■ STATED TASK 1 ■
Swap "bucket" for "pail" in the records, from the line with "743, row 770." up to and including the final line of the records, and return only those lines with nothing else changed.

■ PAGE TEXT ■

The younger members of the audience are clearly enthralled, but the play doesn’t only appeal to children. Bennett’s acerbic wit tilts the script firmly towards adult sympathies, and there are some touching scenes between Laura Wickham’s sweetly shy Moley and Robert Lonergan’s kind-hearted, perpetually disappointed Ratty. The evilly feral Wild Wooders (in particular David Baynes and Richard Foster-King as the cackling, spivvy weasels) add a dark undercurrent. But Laurence Saywood appropriately steals the show as Toad – ludicrously self-important, yet mischievously endearing, he commands sympathy even when blaming all his friends for his predicament. This is a lovely way to spend a summer evening.
– Lucy Lord – Time Out
The Public Reviews (Rating: ★★★★☆) – Honour Bayes – The Public Reviews
Spoonfed Media – The Wind in the Willows
03 June, 2010
Weasels, otters, and field mice join Rat, Mole and Badger in this promenade adaptation of the classic children’s tale.
In the sunny gardens behind St Paul’s Church, a squirrel and a rabbit are playing badminton, cheered on and distracted by a gaggle of hedgehogs, more rabbits and more squirrels. This surreal sporting dalliance plunges the audience straight into the riverbank world of Ratty and Mr Mole who soon show up with a boat and a picnic before being rudely interrupted by an otter. General woodland antics ensue amidst this theatrical retreat in the middle of central London, cleverly created by Iris Theatre just in time for summer.
Opening up the quaint dwellings of Kenneth Grahame’s woodland creatures, director Daniel Winder has created a family friendly promenade production of Alan Bennet’s adaptation of The Wind in the Willows. You’re likely to find yourself sitting next to a hedgehog or set upon by a man-sized squirrel if your picnic looks appealing, but feed him a snack and he’ll soon scamper off towards Ratty’s immaculate house, Badger’s cosy kitchen or Moley’s hole. Such are the efforts that have gone to transforming the church gardens into a busy riverbank of mischief.
But wait till you see Toad Hall. St Paul’s Church lends itself brilliantly to Toad’s opulence as it’s reclaimed from the dastardly weasels by our well-loved, unlikely heroes. Here’s where Winder’s production really triumphs, in the acting. Wandering around among the audience, preparing for the second half, the actors remain in character during the interval and treat some curious kids to improv.
The cast have the audience falling for Mr Mole (Laura Wickham), Rat (Robert Lonergan,), Toad (Laurence Saywood) and Badger (Matthew Mellalieu). Mellalieu in particular morphs flawlessly from the horribly coarse otter to wise old Badger, and Laurence Saywood’s Toad is all that we love about the extravagant, cheeky amphibian. The team of support actors – from the mean weasels to the poor put upon horse – elevate the entire production. A great outdoor theatre experience for children and their families this summer.

■ STORED DATA ■

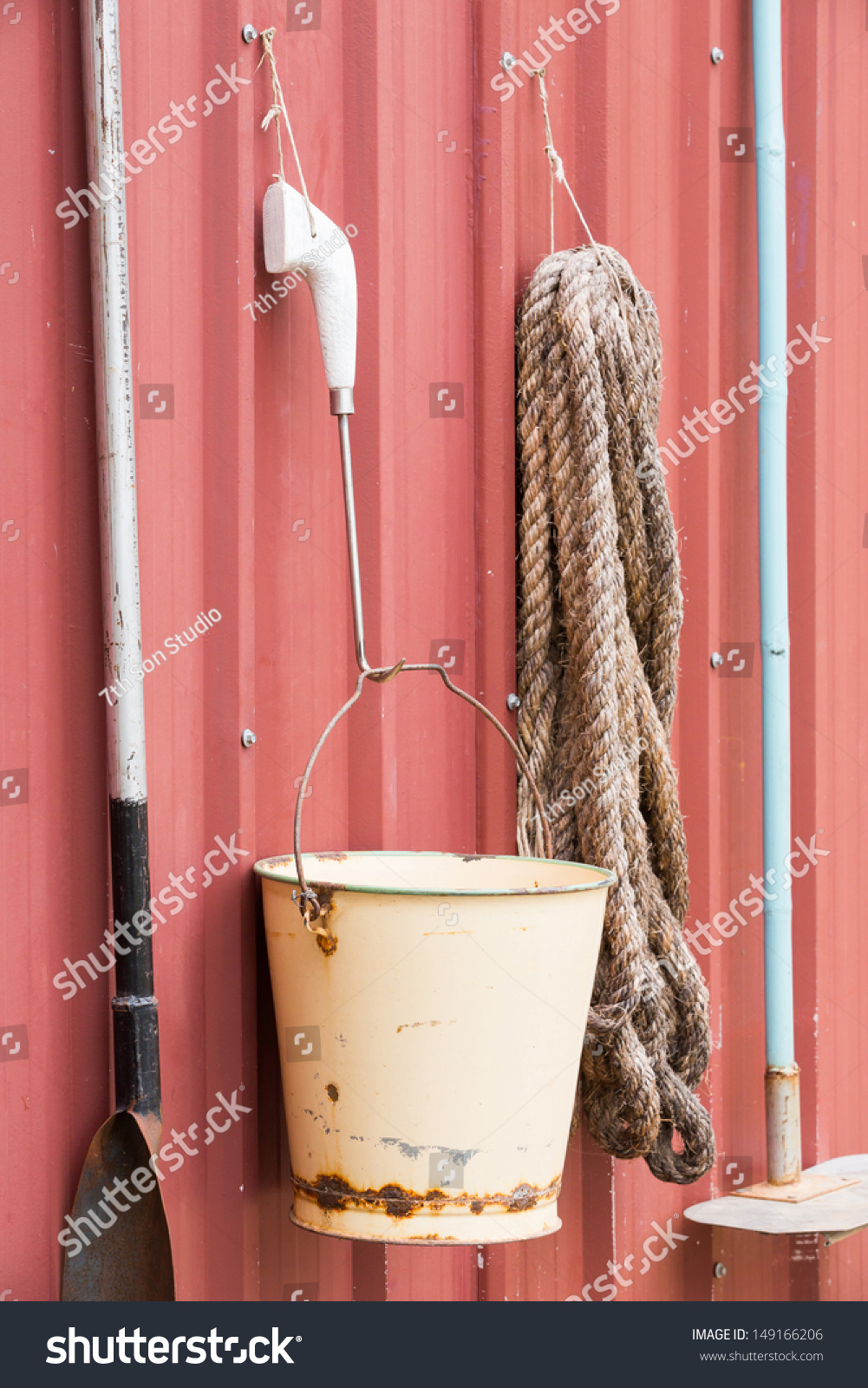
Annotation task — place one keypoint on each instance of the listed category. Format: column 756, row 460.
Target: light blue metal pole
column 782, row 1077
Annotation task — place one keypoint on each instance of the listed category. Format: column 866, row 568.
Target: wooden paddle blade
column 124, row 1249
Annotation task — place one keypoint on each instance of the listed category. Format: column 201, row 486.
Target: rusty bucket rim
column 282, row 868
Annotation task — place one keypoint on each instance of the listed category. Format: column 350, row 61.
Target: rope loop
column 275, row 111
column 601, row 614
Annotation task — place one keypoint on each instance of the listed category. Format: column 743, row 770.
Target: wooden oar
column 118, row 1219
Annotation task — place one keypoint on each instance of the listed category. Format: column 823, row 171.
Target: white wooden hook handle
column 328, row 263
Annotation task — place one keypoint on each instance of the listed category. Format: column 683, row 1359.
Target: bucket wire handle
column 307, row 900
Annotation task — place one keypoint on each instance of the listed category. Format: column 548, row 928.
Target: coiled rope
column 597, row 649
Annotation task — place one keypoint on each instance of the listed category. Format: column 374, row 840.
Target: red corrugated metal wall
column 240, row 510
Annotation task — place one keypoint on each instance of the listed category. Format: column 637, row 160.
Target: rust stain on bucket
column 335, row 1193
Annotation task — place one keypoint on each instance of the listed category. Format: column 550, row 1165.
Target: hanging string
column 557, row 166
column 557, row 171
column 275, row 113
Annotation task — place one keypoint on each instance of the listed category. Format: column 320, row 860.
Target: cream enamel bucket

■ STATED TASK 2 ■
In the Wind in the Willows reviews, which actor plays both the otter and Badger?

■ TASK RESPONSE 1 ■
Annotation task — place one keypoint on each instance of the listed category. Format: column 743, row 770.
Target: wooden oar
column 118, row 1219
Annotation task — place one keypoint on each instance of the listed category. Format: column 823, row 171.
Target: white wooden hook handle
column 328, row 263
Annotation task — place one keypoint on each instance of the listed category. Format: column 683, row 1359.
Target: pail wire handle
column 307, row 900
Annotation task — place one keypoint on each instance of the listed category. Format: column 548, row 928.
Target: coiled rope
column 597, row 649
Annotation task — place one keypoint on each instance of the listed category. Format: column 374, row 840.
Target: red corrugated metal wall
column 240, row 510
Annotation task — place one keypoint on each instance of the listed category. Format: column 637, row 160.
Target: rust stain on pail
column 335, row 1193
Annotation task — place one keypoint on each instance of the listed category. Format: column 550, row 1165.
Target: hanging string
column 557, row 166
column 557, row 171
column 275, row 113
Annotation task — place one keypoint on each instance of the listed category. Format: column 320, row 860.
Target: cream enamel pail

■ TASK RESPONSE 2 ■
Matthew Mellalieu